### Source passage
□ □ □ □ □
The reasons borrowers are in forbearance are changing
The Mortgage Bankers Association has recorded a five-basis-point drop in mortgage forbearances, revealing changing trends and reasons.
The share of home loans in forbearance tumbled to 0.39% of servicers’ portfolio volume, representing 195,000 homeowners in forbearance plans. The reasons why these borrowers are still in forbearance vary, according to MBA.
Of the total number, 69.3% of borrowers remained in forbearance plans in July because of the pandemic, 6.5% were in forbearance because of a natural disaster, while the remaining 24.2% cited other reasons such as temporary hardship caused by job loss, death, divorce, disability, etc.
MBA’s report showed that the share of Ginnie Mae loans in forbearance fell from 0.93% in June to 0.80% in July. The percentage of Fannie Mae and Freddie Mac loans in forbearance inched down one basis point month over month to 0.20%, and the share of portfolio and private-label securities (PLS) loans in forbearance decreased seven basis points to 0.45%.
“The prevalence of forbearance plans has dramatically dropped since 2020, and the reasons that borrowers are in forbearance are changing,” said Marina Walsh, MBA’s vice president of industry analysis. “About two-thirds of borrowers are still in forbearance because of the effects of COVID-19, but a growing share of borrowers are in forbearance for other reasons that cause temporary hardship such as financial distress or natural disasters.”
While Fannie Mae and Freddie Mac have ended certain COVID-19 forbearance plans and workouts, the government-sponsored enterprises offer mortgage assistance and disaster relief options, especially for homeowners and renters affected by the ongoing wildfires in Hawaii.
“Given the recent natural disasters impacting California, Washington, and Hawaii, forbearance is one way for mortgage servicers to mitigate the potential impacts on homeowners,” Walsh said.
□ □ □ □ □
### Data excerpts
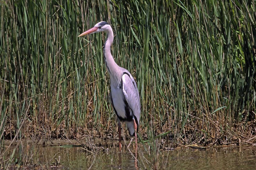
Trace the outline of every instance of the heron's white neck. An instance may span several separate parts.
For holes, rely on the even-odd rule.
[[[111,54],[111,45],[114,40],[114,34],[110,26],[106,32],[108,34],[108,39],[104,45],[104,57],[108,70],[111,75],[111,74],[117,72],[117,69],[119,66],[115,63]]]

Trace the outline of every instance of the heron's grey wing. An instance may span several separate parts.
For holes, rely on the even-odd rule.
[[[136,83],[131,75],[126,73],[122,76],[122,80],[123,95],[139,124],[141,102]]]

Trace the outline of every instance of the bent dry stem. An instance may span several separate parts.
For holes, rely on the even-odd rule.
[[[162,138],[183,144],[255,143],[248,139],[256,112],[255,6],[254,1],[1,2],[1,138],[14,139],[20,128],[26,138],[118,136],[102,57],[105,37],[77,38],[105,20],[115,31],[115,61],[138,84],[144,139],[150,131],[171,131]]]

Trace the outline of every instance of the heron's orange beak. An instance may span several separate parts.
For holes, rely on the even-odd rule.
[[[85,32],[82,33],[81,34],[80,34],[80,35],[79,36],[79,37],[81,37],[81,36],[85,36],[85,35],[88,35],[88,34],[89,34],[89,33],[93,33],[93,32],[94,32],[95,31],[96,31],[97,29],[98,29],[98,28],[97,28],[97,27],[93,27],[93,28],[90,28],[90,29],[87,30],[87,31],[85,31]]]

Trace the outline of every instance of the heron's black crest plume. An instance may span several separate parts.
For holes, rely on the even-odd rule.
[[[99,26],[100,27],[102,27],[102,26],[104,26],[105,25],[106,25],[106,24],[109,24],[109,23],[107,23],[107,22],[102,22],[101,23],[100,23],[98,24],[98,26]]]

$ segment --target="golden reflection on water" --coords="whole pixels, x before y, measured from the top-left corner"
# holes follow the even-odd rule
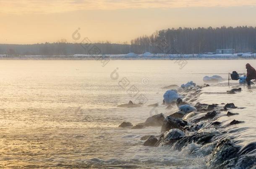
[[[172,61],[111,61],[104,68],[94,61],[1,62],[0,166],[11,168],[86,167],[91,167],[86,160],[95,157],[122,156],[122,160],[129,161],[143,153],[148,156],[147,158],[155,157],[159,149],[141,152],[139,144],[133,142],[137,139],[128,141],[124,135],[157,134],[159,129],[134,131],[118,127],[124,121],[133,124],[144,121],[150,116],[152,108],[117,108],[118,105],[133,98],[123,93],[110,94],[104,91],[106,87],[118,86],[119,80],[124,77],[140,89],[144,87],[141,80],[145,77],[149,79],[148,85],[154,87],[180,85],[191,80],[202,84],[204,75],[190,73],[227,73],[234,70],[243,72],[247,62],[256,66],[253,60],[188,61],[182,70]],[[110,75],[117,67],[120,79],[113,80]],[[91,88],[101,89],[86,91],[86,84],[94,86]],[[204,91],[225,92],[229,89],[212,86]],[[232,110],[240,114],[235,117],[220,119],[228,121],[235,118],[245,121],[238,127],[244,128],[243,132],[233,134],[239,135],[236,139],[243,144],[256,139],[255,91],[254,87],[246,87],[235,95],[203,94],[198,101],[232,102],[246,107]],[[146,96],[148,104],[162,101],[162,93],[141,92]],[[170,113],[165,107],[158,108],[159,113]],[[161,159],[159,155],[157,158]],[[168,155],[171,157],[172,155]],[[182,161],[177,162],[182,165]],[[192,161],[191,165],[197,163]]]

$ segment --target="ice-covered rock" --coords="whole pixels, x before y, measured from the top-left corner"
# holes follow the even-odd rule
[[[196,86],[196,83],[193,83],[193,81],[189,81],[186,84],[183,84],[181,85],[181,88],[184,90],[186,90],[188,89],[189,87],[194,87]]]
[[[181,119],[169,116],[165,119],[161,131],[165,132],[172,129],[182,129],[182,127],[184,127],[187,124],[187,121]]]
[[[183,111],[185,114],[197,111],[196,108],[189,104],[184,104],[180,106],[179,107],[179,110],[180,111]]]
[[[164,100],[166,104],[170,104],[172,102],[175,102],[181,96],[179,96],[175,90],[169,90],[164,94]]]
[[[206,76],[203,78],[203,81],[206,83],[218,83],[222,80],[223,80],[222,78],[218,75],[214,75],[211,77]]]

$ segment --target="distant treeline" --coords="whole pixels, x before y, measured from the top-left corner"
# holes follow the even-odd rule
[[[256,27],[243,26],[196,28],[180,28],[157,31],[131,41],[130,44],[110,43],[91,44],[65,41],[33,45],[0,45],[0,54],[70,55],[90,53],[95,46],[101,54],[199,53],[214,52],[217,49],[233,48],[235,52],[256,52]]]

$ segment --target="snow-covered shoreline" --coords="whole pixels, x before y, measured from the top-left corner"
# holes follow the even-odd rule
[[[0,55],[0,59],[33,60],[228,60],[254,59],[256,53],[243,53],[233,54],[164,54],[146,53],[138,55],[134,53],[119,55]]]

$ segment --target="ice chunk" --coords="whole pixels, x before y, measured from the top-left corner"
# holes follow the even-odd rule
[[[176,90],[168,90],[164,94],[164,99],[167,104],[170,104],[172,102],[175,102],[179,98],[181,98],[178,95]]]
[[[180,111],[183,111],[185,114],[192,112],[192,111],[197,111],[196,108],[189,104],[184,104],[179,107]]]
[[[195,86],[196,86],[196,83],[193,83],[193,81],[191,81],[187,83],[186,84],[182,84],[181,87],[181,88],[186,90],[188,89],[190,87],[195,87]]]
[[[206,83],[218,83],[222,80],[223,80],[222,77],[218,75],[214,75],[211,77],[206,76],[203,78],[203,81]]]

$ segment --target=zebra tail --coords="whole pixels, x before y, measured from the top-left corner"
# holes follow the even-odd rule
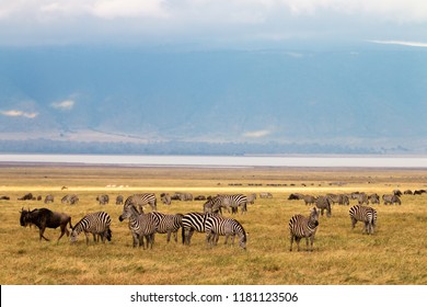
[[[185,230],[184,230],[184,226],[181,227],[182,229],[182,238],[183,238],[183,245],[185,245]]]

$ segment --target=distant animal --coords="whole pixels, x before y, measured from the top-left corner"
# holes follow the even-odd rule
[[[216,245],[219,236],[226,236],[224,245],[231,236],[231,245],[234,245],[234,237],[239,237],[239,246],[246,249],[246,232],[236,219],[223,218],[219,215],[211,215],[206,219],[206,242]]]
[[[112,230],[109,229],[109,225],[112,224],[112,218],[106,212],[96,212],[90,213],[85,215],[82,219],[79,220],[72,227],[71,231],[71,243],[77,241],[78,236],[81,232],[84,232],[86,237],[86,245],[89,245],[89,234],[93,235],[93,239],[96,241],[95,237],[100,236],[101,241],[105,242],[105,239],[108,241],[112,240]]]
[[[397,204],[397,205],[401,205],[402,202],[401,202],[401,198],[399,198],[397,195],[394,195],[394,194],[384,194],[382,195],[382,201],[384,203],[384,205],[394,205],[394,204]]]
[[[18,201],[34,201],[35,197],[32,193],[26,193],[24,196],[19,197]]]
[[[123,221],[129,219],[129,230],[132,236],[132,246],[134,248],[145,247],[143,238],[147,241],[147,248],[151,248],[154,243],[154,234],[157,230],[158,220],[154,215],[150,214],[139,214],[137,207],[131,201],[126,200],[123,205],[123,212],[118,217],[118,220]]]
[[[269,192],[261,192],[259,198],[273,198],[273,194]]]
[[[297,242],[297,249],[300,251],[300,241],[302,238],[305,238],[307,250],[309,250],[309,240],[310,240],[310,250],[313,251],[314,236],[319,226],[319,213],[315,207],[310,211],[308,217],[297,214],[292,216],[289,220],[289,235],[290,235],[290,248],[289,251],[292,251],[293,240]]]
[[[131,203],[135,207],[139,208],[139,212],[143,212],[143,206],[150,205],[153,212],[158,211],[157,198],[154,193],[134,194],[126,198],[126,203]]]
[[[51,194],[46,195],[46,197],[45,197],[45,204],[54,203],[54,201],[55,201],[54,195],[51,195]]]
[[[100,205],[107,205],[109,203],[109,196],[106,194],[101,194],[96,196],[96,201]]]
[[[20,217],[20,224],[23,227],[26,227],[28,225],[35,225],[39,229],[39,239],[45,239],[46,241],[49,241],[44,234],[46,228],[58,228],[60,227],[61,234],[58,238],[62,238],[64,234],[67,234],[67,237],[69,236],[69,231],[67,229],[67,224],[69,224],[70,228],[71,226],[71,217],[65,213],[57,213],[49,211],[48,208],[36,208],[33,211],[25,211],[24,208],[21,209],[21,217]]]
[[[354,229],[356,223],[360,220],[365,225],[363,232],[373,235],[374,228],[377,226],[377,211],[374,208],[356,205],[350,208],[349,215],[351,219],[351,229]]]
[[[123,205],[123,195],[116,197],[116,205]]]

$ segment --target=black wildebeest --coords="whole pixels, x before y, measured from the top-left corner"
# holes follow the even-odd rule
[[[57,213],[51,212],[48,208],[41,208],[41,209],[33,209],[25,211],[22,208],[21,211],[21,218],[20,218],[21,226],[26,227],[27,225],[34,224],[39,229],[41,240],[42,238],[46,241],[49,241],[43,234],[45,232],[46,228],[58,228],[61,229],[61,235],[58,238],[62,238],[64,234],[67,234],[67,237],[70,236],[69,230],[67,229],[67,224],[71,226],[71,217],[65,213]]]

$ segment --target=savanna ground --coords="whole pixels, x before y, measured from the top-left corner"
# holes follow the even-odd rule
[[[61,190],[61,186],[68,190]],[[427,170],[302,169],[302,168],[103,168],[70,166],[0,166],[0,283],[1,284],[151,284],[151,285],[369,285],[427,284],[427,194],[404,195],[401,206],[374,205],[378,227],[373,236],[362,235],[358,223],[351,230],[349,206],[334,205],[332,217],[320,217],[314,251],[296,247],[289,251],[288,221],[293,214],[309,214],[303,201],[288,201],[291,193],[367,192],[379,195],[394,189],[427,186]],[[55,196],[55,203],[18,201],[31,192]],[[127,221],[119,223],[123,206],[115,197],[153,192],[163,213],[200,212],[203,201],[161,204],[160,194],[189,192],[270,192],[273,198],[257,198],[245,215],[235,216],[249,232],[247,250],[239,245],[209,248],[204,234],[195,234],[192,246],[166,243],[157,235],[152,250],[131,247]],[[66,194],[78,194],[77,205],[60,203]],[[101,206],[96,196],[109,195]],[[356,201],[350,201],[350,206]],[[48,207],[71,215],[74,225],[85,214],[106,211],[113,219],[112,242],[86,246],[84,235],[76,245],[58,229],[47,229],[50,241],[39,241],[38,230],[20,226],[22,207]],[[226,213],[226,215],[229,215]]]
□ □ □ □ □
### Problem to solve
Retype the article on mortgage forbearance word for word, from its headline through the closing quote.

### Task result
The reasons borrowers are in forbearance are changing
The Mortgage Bankers Association has recorded a five-basis-point drop in mortgage forbearances, revealing changing trends and reasons.
The share of home loans in forbearance tumbled to 0.39% of servicers’ portfolio volume, representing 195,000 homeowners in forbearance plans. The reasons why these borrowers are still in forbearance vary, according to MBA.
Of the total number, 69.3% of borrowers remained in forbearance plans in July because of the pandemic, 6.5% were in forbearance because of a natural disaster, while the remaining 24.2% cited other reasons such as temporary hardship caused by job loss, death, divorce, disability, etc.
MBA’s report showed that the share of Ginnie Mae loans in forbearance fell from 0.93% in June to 0.80% in July. The percentage of Fannie Mae and Freddie Mac loans in forbearance inched down one basis point month over month to 0.20%, and the share of portfolio and private-label securities (PLS) loans in forbearance decreased seven basis points to 0.45%.
“The prevalence of forbearance plans has dramatically dropped since 2020, and the reasons that borrowers are in forbearance are changing,” said Marina Walsh, MBA’s vice president of industry analysis. “About two-thirds of borrowers are still in forbearance because of the effects of COVID-19, but a growing share of borrowers are in forbearance for other reasons that cause temporary hardship such as financial distress or natural disasters.”
While Fannie Mae and Freddie Mac have ended certain COVID-19 forbearance plans and workouts, the government-sponsored enterprises offer mortgage assistance and disaster relief options, especially for homeowners and renters affected by the ongoing wildfires in Hawaii.
“Given the recent natural disasters impacting California, Washington, and Hawaii, forbearance is one way for mortgage servicers to mitigate the potential impacts on homeowners,” Walsh said.